How many lines in the listing below contain "cloud", with uppercase and lowercase treated as different? Reply with the number alone.

— begin —

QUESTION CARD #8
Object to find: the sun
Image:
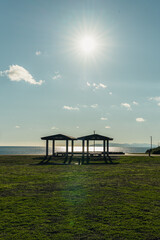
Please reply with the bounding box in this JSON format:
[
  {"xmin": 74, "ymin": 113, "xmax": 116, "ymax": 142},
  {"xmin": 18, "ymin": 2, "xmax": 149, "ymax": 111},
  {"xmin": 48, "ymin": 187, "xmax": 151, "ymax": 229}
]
[{"xmin": 78, "ymin": 35, "xmax": 97, "ymax": 55}]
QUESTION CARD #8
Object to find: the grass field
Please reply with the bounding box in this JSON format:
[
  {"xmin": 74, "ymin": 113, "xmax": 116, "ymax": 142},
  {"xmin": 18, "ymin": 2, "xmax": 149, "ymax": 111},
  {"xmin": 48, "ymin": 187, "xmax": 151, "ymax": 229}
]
[{"xmin": 0, "ymin": 156, "xmax": 160, "ymax": 240}]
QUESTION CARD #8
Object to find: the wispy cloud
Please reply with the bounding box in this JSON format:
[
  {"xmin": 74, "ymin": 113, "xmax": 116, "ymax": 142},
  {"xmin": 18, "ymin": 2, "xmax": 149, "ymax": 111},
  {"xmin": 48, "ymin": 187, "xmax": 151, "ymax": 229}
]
[
  {"xmin": 35, "ymin": 51, "xmax": 42, "ymax": 56},
  {"xmin": 136, "ymin": 118, "xmax": 146, "ymax": 122},
  {"xmin": 87, "ymin": 82, "xmax": 107, "ymax": 91},
  {"xmin": 149, "ymin": 96, "xmax": 160, "ymax": 102},
  {"xmin": 63, "ymin": 106, "xmax": 79, "ymax": 111},
  {"xmin": 121, "ymin": 103, "xmax": 131, "ymax": 110},
  {"xmin": 100, "ymin": 117, "xmax": 107, "ymax": 121},
  {"xmin": 1, "ymin": 65, "xmax": 44, "ymax": 85},
  {"xmin": 52, "ymin": 72, "xmax": 62, "ymax": 80}
]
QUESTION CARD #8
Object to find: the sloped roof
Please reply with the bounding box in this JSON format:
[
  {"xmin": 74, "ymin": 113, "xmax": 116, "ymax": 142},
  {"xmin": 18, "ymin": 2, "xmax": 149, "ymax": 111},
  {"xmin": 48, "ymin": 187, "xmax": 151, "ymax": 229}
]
[
  {"xmin": 41, "ymin": 134, "xmax": 77, "ymax": 140},
  {"xmin": 77, "ymin": 134, "xmax": 113, "ymax": 141}
]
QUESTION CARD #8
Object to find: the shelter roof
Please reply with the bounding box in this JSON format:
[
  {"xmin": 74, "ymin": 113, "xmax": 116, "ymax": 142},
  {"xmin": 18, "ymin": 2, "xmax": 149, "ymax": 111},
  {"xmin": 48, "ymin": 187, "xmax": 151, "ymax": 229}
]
[
  {"xmin": 77, "ymin": 134, "xmax": 113, "ymax": 141},
  {"xmin": 41, "ymin": 134, "xmax": 77, "ymax": 140}
]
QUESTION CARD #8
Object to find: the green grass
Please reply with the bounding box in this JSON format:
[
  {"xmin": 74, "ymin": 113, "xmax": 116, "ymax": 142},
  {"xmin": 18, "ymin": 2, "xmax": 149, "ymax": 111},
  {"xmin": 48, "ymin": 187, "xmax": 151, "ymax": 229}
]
[{"xmin": 0, "ymin": 156, "xmax": 160, "ymax": 240}]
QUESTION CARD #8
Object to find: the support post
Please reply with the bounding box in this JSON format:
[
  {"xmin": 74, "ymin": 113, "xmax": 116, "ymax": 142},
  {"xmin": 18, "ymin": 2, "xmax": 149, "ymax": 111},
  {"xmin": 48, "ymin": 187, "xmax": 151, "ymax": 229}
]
[
  {"xmin": 46, "ymin": 140, "xmax": 48, "ymax": 157},
  {"xmin": 82, "ymin": 140, "xmax": 85, "ymax": 164},
  {"xmin": 66, "ymin": 140, "xmax": 68, "ymax": 157},
  {"xmin": 87, "ymin": 140, "xmax": 89, "ymax": 158},
  {"xmin": 52, "ymin": 140, "xmax": 55, "ymax": 156}
]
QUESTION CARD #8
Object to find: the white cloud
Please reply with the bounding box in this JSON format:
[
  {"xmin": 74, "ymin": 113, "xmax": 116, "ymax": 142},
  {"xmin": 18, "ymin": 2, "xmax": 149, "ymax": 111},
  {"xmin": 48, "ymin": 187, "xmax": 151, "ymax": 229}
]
[
  {"xmin": 133, "ymin": 101, "xmax": 138, "ymax": 105},
  {"xmin": 51, "ymin": 126, "xmax": 59, "ymax": 130},
  {"xmin": 36, "ymin": 51, "xmax": 41, "ymax": 56},
  {"xmin": 52, "ymin": 72, "xmax": 62, "ymax": 80},
  {"xmin": 121, "ymin": 103, "xmax": 131, "ymax": 110},
  {"xmin": 87, "ymin": 82, "xmax": 107, "ymax": 91},
  {"xmin": 136, "ymin": 118, "xmax": 146, "ymax": 122},
  {"xmin": 63, "ymin": 106, "xmax": 79, "ymax": 111},
  {"xmin": 90, "ymin": 103, "xmax": 98, "ymax": 108},
  {"xmin": 100, "ymin": 118, "xmax": 107, "ymax": 121},
  {"xmin": 1, "ymin": 65, "xmax": 44, "ymax": 85}
]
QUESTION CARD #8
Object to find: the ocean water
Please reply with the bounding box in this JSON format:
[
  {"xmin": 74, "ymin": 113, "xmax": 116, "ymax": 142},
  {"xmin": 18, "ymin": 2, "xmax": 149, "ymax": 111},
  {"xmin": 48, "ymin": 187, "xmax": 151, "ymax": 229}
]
[{"xmin": 0, "ymin": 146, "xmax": 148, "ymax": 155}]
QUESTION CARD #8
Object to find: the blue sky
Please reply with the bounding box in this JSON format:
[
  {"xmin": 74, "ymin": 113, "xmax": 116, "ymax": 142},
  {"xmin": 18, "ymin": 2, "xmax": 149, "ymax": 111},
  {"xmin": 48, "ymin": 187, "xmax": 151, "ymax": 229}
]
[{"xmin": 0, "ymin": 0, "xmax": 160, "ymax": 146}]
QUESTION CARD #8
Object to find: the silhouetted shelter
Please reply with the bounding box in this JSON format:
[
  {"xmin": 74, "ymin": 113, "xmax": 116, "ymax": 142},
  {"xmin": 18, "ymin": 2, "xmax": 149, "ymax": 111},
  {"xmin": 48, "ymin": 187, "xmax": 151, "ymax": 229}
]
[
  {"xmin": 77, "ymin": 133, "xmax": 113, "ymax": 163},
  {"xmin": 41, "ymin": 134, "xmax": 77, "ymax": 157}
]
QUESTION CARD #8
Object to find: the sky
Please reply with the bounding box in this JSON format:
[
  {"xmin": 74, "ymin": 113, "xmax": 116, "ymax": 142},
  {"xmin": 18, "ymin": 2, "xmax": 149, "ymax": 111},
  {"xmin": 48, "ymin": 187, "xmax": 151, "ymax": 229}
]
[{"xmin": 0, "ymin": 0, "xmax": 160, "ymax": 146}]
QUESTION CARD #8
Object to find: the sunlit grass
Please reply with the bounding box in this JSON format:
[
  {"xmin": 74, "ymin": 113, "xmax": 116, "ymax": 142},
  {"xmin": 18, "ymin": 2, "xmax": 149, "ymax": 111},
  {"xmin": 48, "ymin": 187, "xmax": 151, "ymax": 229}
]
[{"xmin": 0, "ymin": 156, "xmax": 160, "ymax": 239}]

— end —

● **PROBLEM SOLUTION**
2